**Data lines**
· · ·

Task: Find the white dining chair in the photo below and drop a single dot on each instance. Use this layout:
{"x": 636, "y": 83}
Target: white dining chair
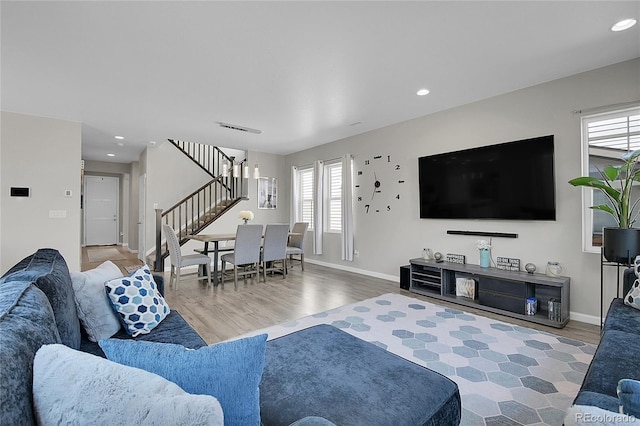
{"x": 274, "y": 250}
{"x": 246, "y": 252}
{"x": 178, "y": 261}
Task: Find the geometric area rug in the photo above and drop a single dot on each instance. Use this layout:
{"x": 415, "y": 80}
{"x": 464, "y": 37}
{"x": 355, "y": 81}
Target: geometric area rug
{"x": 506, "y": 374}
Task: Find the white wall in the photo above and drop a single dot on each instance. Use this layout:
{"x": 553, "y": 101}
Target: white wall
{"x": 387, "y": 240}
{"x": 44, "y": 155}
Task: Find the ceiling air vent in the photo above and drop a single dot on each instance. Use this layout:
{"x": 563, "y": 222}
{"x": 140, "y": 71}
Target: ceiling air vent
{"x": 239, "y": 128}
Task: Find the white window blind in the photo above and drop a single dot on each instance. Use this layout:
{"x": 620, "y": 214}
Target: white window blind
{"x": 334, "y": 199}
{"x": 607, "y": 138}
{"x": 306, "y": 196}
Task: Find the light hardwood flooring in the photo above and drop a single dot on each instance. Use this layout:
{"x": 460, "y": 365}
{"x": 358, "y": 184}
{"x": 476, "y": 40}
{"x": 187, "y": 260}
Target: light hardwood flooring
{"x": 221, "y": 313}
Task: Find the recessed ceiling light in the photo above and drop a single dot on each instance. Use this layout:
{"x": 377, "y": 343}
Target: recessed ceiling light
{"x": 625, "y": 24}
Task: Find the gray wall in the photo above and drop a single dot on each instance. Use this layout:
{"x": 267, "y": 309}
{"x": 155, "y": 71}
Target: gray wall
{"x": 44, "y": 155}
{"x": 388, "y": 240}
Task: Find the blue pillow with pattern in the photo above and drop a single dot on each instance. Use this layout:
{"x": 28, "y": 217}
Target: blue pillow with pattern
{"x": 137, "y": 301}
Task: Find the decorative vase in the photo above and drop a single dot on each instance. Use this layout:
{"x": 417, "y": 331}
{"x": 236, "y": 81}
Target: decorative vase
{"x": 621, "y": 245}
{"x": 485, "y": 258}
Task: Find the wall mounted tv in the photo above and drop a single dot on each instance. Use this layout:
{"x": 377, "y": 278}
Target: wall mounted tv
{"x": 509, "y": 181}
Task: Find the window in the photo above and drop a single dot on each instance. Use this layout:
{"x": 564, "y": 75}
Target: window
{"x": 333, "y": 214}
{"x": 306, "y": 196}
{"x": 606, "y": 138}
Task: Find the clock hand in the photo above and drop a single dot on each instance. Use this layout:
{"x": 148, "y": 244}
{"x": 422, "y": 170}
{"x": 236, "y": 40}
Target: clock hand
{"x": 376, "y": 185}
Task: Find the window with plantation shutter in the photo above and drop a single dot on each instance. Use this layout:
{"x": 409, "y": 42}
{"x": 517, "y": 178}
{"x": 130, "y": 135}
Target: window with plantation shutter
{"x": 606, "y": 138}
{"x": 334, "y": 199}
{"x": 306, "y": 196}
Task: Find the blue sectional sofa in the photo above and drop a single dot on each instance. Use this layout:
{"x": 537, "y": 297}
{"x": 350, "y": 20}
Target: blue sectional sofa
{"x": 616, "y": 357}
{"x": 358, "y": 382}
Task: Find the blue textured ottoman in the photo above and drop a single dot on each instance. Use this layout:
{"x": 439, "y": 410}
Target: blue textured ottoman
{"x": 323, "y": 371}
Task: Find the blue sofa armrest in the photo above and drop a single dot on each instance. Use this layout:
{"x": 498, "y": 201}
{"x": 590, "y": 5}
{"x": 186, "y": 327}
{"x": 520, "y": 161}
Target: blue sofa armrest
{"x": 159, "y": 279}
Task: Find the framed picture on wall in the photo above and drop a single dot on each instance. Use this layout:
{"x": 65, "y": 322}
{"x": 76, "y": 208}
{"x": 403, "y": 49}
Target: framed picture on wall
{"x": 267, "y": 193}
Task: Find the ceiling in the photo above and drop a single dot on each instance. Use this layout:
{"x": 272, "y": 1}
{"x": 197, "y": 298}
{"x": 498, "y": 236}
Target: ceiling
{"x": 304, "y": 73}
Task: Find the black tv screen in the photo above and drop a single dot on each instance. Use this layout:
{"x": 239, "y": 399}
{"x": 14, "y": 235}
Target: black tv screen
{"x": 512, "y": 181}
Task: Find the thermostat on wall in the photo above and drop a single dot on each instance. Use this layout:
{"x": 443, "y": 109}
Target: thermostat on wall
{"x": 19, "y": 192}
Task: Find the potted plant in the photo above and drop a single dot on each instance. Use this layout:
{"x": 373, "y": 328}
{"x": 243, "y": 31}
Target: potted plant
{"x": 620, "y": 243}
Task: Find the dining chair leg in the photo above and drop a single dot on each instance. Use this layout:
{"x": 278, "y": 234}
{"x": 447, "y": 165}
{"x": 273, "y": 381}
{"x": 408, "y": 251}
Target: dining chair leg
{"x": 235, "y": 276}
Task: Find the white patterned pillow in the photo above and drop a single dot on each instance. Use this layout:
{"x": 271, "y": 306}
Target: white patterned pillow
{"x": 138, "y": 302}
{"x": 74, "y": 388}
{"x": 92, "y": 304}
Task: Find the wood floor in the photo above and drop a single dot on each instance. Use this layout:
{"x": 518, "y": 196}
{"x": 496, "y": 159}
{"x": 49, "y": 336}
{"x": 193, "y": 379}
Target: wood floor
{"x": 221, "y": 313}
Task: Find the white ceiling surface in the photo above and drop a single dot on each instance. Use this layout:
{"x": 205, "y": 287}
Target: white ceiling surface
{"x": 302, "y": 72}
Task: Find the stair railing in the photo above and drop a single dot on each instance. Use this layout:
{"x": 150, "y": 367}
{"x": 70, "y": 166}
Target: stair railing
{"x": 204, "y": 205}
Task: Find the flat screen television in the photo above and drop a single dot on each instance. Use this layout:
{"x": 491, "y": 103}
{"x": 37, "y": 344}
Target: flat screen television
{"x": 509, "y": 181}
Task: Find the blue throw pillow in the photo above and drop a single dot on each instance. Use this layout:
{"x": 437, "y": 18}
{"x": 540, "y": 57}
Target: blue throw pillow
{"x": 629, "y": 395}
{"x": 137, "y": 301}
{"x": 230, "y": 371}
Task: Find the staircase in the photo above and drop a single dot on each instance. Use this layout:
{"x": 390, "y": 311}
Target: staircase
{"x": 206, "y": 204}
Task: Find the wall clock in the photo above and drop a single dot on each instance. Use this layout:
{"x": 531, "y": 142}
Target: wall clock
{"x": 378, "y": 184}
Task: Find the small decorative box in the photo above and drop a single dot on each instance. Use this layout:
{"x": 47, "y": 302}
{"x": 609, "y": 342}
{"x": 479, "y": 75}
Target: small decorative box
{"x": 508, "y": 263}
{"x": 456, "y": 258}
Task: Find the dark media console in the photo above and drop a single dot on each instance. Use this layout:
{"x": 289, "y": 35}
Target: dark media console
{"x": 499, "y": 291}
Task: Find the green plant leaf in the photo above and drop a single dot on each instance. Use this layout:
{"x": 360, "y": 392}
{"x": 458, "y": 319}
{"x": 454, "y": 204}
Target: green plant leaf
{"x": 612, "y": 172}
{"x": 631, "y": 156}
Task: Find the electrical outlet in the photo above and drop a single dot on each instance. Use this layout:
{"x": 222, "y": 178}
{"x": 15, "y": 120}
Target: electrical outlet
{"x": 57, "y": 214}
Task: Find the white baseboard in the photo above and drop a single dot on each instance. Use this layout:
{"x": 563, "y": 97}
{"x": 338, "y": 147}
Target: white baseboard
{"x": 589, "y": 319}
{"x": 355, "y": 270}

· · ·

**Aim**
Repeat the data exactly, without the pictures.

**Result of this exercise**
Task: Find the white dining chair in the photo below and drop a single dot on each instance. Use this layout:
{"x": 636, "y": 83}
Target: white dining chair
{"x": 274, "y": 250}
{"x": 246, "y": 252}
{"x": 178, "y": 261}
Task: Find the geometric area rug in the photo above and drop a single dot on each instance. Use this layout:
{"x": 415, "y": 80}
{"x": 464, "y": 37}
{"x": 355, "y": 81}
Target: geometric area rug
{"x": 506, "y": 374}
Task: Find the white wall in the photo above and drop a single dot on each instance. Use this layout:
{"x": 553, "y": 101}
Target: white wall
{"x": 387, "y": 240}
{"x": 44, "y": 155}
Task: Find the ceiling air vent in the photo above and drop a single dot on each instance. Use this layout:
{"x": 563, "y": 222}
{"x": 140, "y": 71}
Target: ceiling air vent
{"x": 239, "y": 128}
Task: Find the white window blind in the photo above and drop a single dot on each instance. Use this layout:
{"x": 620, "y": 214}
Target: white window blind
{"x": 334, "y": 199}
{"x": 607, "y": 138}
{"x": 306, "y": 196}
Task: Find the light hardwood flooring in the photo above and drop a single dot on each instance. Use this layout:
{"x": 460, "y": 365}
{"x": 358, "y": 184}
{"x": 476, "y": 40}
{"x": 187, "y": 260}
Target: light hardwood flooring
{"x": 221, "y": 313}
Task: Find the recessed ceiling light in the photo above and drop a single dot on each instance. Use this layout:
{"x": 377, "y": 343}
Target: recessed ceiling light
{"x": 625, "y": 24}
Task: Find the gray wall in the photo above and drop a single dot on each instance. Use this layout:
{"x": 267, "y": 309}
{"x": 155, "y": 71}
Target: gray wall
{"x": 44, "y": 155}
{"x": 388, "y": 240}
Task: Find the blue pillow with pattern in the photo above and drop a single dot on each instance. Use this layout:
{"x": 28, "y": 217}
Target: blue pillow with pattern
{"x": 137, "y": 301}
Task: Find the decorative vase in the photo above and drop a single dot on each instance. Use this layout:
{"x": 417, "y": 331}
{"x": 236, "y": 81}
Target: decorative vase
{"x": 621, "y": 245}
{"x": 485, "y": 258}
Task: Find the wall mounted tv in the photo above and drop a single dot on each instance. Use this layout:
{"x": 377, "y": 278}
Target: wall mounted tv
{"x": 509, "y": 181}
Task: Find the window in the photo above and drop a single dot on each instance. Use this layout:
{"x": 564, "y": 75}
Target: window
{"x": 333, "y": 214}
{"x": 306, "y": 196}
{"x": 606, "y": 138}
Task: Find the clock hand in the photo above and drop a single dot on each instance. Use this layout:
{"x": 148, "y": 244}
{"x": 422, "y": 170}
{"x": 236, "y": 40}
Target: clock hand
{"x": 376, "y": 185}
Task: Find the window with plantation shutter in the photo above and drop a single dot on each instance. Use this layout:
{"x": 409, "y": 42}
{"x": 517, "y": 178}
{"x": 130, "y": 135}
Target: window with plantation shutter
{"x": 606, "y": 138}
{"x": 334, "y": 199}
{"x": 306, "y": 196}
Task: Find the blue sectional sofa in the photo above and drop a single dot on each instance. Use this layout:
{"x": 537, "y": 297}
{"x": 350, "y": 20}
Target: blue sectional sofa
{"x": 616, "y": 357}
{"x": 358, "y": 382}
Task: Find the blue textured ottoman in the photo above and drop a single dot on each instance. Use this layout:
{"x": 439, "y": 410}
Target: blue textured ottoman
{"x": 323, "y": 371}
Task: Find the blue sofa armrest in the photo above and drop a single dot on each instance. Use this layout:
{"x": 498, "y": 201}
{"x": 590, "y": 5}
{"x": 186, "y": 327}
{"x": 520, "y": 161}
Target: blue sofa armrest
{"x": 159, "y": 279}
Task: Find the framed picture on wall in the photo above and drop a single dot on each instance. Use this layout:
{"x": 65, "y": 322}
{"x": 76, "y": 208}
{"x": 403, "y": 49}
Target: framed picture on wall
{"x": 267, "y": 193}
Task: Find the ceiling in the photo above and drop a single dot on each instance. Use this layout:
{"x": 272, "y": 1}
{"x": 197, "y": 298}
{"x": 498, "y": 236}
Target: ceiling
{"x": 304, "y": 73}
Task: Find the black tv screen in the photo above and drop a single dot on each instance. Use this layout:
{"x": 239, "y": 399}
{"x": 14, "y": 235}
Target: black tv screen
{"x": 512, "y": 181}
Task: Find the thermostat on wall in the photo above and drop a single dot on each instance. Use this layout:
{"x": 443, "y": 109}
Target: thermostat on wall
{"x": 19, "y": 192}
Task: Find the potted plant in the photo above and drop a single dot on each instance. Use this layout:
{"x": 373, "y": 328}
{"x": 243, "y": 31}
Target: potted plant
{"x": 620, "y": 243}
Task: Find the dining chair leg in the photo above and drop a single dot on each instance. Use this layout:
{"x": 278, "y": 234}
{"x": 447, "y": 165}
{"x": 273, "y": 381}
{"x": 408, "y": 251}
Target: dining chair leg
{"x": 235, "y": 276}
Task: Find the white patterned pillow in the photo above and drop a single dot on each instance. Use this layout:
{"x": 271, "y": 306}
Target: white patterned pillow
{"x": 138, "y": 302}
{"x": 74, "y": 388}
{"x": 92, "y": 304}
Task: Find the wood floor in the photo above and drop a single dot on each instance. Use this layout:
{"x": 518, "y": 196}
{"x": 496, "y": 159}
{"x": 49, "y": 336}
{"x": 193, "y": 379}
Target: wood floor
{"x": 221, "y": 313}
Task: Find the white ceiling surface in the photo above and drop a single dot on each instance. Use this layout:
{"x": 205, "y": 287}
Target: white ceiling surface
{"x": 302, "y": 72}
Task: Find the stair railing in the photo above and drop a single dot on each instance. Use this layout:
{"x": 150, "y": 367}
{"x": 70, "y": 166}
Target: stair railing
{"x": 204, "y": 205}
Task: Find the flat screen television in the photo above and drop a single dot on each instance. Use this layout:
{"x": 491, "y": 103}
{"x": 37, "y": 344}
Target: flat screen television
{"x": 509, "y": 181}
Task: Find the blue throw pillow in the photo above and drop a single dot on each instance. Use this layout:
{"x": 437, "y": 18}
{"x": 540, "y": 57}
Target: blue throw pillow
{"x": 629, "y": 395}
{"x": 137, "y": 301}
{"x": 230, "y": 371}
Task: Find the staircase in the photo above and drop a single dot on each instance. Use this layout:
{"x": 390, "y": 311}
Target: staircase
{"x": 206, "y": 204}
Task: Find the wall clock in the photo above and drop a single dot on each instance. Use this layout:
{"x": 531, "y": 142}
Target: wall clock
{"x": 378, "y": 184}
Task: Find the small decorative box in the photo above and drop a single dot on each instance. Use this layout:
{"x": 47, "y": 302}
{"x": 609, "y": 342}
{"x": 479, "y": 75}
Target: small decorative box
{"x": 508, "y": 263}
{"x": 456, "y": 258}
Task: Find the dark media console in the photo above and drop a single dot on each instance. Use this layout:
{"x": 289, "y": 35}
Target: dark media console
{"x": 499, "y": 291}
Task: Find the green plant leaf in the photo above and drop a single dot on each instance. Use this layout:
{"x": 360, "y": 392}
{"x": 458, "y": 319}
{"x": 454, "y": 204}
Target: green plant leaf
{"x": 612, "y": 172}
{"x": 631, "y": 156}
Task: Find the electrical outlet in the photo above and drop a single dot on each instance. Use this layout:
{"x": 222, "y": 178}
{"x": 15, "y": 120}
Target: electrical outlet
{"x": 57, "y": 214}
Task: Find the white baseboard in the photo above and drop a single dot on each instance. Use this layout:
{"x": 563, "y": 97}
{"x": 338, "y": 147}
Target: white baseboard
{"x": 589, "y": 319}
{"x": 355, "y": 270}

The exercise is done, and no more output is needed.